=== Your instructions ===
Rewrite all of the data below as a numbered list, one line per item, with blank lines and pictures left out.

=== Provided information ===
----------------------------------------
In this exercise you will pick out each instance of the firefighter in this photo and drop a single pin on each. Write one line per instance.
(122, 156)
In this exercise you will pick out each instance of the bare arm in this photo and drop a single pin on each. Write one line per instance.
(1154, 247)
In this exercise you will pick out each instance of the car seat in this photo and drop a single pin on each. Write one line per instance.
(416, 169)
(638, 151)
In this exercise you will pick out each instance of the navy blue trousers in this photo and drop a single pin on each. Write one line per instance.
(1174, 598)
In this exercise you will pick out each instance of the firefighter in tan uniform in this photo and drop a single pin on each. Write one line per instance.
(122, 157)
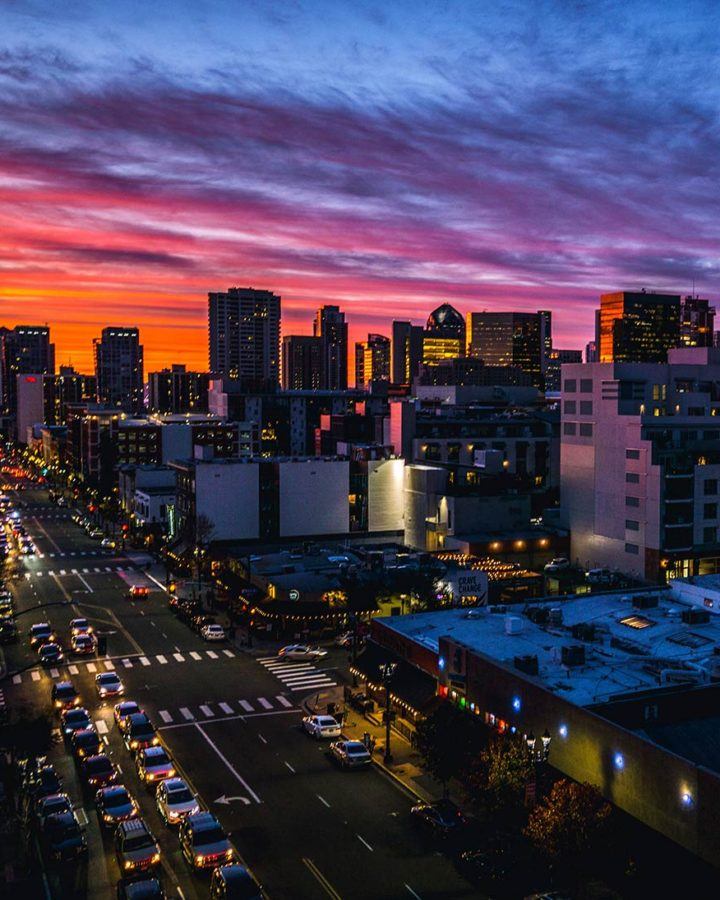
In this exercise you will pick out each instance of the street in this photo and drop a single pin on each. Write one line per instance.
(231, 721)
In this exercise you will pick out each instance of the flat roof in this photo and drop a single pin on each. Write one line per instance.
(633, 649)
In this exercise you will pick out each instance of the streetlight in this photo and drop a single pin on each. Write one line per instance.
(387, 671)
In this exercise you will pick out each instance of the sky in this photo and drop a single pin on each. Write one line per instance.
(383, 156)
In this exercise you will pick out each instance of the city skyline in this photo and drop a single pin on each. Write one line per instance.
(399, 158)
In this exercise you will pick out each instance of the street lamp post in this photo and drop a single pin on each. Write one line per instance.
(387, 671)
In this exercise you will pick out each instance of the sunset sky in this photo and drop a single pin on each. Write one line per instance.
(383, 156)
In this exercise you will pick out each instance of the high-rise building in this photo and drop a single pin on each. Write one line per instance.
(244, 327)
(697, 320)
(331, 327)
(175, 390)
(25, 349)
(445, 335)
(511, 339)
(407, 351)
(638, 326)
(372, 360)
(302, 363)
(119, 368)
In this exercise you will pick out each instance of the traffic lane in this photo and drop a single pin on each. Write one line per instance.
(371, 807)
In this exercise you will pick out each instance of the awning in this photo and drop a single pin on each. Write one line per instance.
(410, 685)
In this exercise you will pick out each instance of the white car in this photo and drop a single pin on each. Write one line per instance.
(301, 651)
(321, 727)
(213, 633)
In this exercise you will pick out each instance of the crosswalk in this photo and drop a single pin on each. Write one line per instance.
(297, 676)
(216, 710)
(124, 662)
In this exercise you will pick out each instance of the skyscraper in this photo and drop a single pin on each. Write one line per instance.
(407, 351)
(25, 349)
(638, 326)
(303, 358)
(511, 339)
(244, 329)
(331, 327)
(372, 360)
(119, 368)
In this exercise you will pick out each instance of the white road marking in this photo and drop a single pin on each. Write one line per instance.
(229, 765)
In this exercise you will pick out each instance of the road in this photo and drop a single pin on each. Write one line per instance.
(231, 721)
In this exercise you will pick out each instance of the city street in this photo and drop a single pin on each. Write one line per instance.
(305, 828)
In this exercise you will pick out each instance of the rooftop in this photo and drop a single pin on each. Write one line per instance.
(629, 646)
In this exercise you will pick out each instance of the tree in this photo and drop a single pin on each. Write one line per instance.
(503, 771)
(447, 740)
(569, 822)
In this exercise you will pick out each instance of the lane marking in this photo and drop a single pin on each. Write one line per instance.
(231, 768)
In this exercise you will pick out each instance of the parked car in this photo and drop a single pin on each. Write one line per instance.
(135, 847)
(175, 801)
(114, 804)
(321, 727)
(301, 652)
(63, 838)
(203, 842)
(233, 882)
(350, 754)
(64, 695)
----------------------------------------
=== Result for this task ===
1. In this exercise you will pick out each instance of the firefighter in this photo and drop a single pin on each. Write one line per instance.
2. (122, 156)
3. In this exercise you will pick out each instance of the bare arm in this photo and drop a single pin on each. Write one line per instance.
4. (1154, 247)
5. In this exercise you will pick out each instance of the car seat in this photo and drop a single pin on each. Write one line per instance.
6. (416, 169)
7. (638, 151)
8. In this exercise you will pick out each instance of the navy blue trousers in this photo and drop a single pin on each. Write one line per instance.
9. (1174, 598)
10. In this exercise you will pick out each instance of the firefighter in tan uniform in this photo and drop a single pin on each. Write one line per instance.
11. (122, 157)
12. In this exercise you will pick out each instance of the street in this photo and drop a single pin on each. Write one line per instance.
13. (231, 721)
14. In this exercise you will pick out each instance of the flat roof in this photo and drop a single pin on each. Write one line per instance.
15. (633, 649)
16. In this exercise you will pick out each instance of the streetlight in this photo and drop a single pin on each. Write one line per instance.
17. (387, 671)
18. In this exercise you will pick out each instance of the sky in this photo and drop a single pin on each. Write one line per instance.
19. (383, 156)
20. In this exercise you will pick out each instance of the city skyline in this photo and drop a single pin on each. Write one line per instance.
21. (399, 158)
22. In this exercise you will pick out each instance of the street lamp post in this photo and drop a single pin on each. Write one line per instance.
23. (387, 671)
24. In this exercise you will pick out each instance of the sunset sky in this photo and drop a single pin on each. Write one line per instance.
25. (383, 156)
26. In this exercise you will pick out each instance of the high-rise building in this photo and drop a single pin on each. Write one line per instance.
27. (244, 327)
28. (697, 320)
29. (331, 327)
30. (175, 390)
31. (25, 349)
32. (445, 335)
33. (511, 339)
34. (407, 351)
35. (638, 326)
36. (372, 360)
37. (302, 363)
38. (119, 368)
39. In this exercise you will pick out each instance of the traffic lane in this photo and drop a single pin on each. Write one line per instance.
40. (371, 807)
41. In this exercise you will pick out each instance of the awning in this photo and drop a single pin on each. Write one line per instance.
42. (410, 685)
43. In this exercise you will pick out each instance of the white car in this photo and drop a single pin on each. Write one line per instance.
44. (301, 651)
45. (321, 727)
46. (213, 633)
47. In this exercise you will pick out each instance of the crosswalk in this photo and drop a single pin on each. Write one line per instance.
48. (297, 676)
49. (216, 710)
50. (124, 662)
51. In this exercise you will pick out each instance of the skyscraper in this photo and drop a single pin on each. Write one line per instance.
52. (407, 351)
53. (25, 349)
54. (638, 326)
55. (303, 358)
56. (511, 339)
57. (244, 329)
58. (331, 327)
59. (372, 360)
60. (119, 368)
61. In this exercise you will pick out each instance of the white road marking in this photo and drop a single pin on each. Write one line per instance.
62. (229, 765)
63. In this exercise you will pick out each instance of the road in this photo and drop a single pin on each. Write one line per instance.
64. (231, 721)
65. In this exercise you will pick out each instance of the city street in this photo and drop a single pin on each. Write one line per instance.
66. (305, 828)
67. In this exercise you will pick out each instance of the rooftop in this photo and drop a single pin on each. Write one line per instance.
68. (629, 646)
69. In this exercise you will pick out each instance of the tree in this photo and drop a single pin on each. Write one line per instance.
70. (503, 771)
71. (447, 740)
72. (569, 822)
73. In this exercise you will pick out each instance of the lane marking in this photo and drop a single pin on each. Write one line per instance.
74. (231, 768)
75. In this exercise you will pick out each instance of the parked car in this photo and drop a single pin on each. Write one line per instance.
76. (135, 847)
77. (175, 801)
78. (114, 804)
79. (321, 727)
80. (301, 652)
81. (63, 838)
82. (203, 842)
83. (233, 882)
84. (350, 754)
85. (64, 695)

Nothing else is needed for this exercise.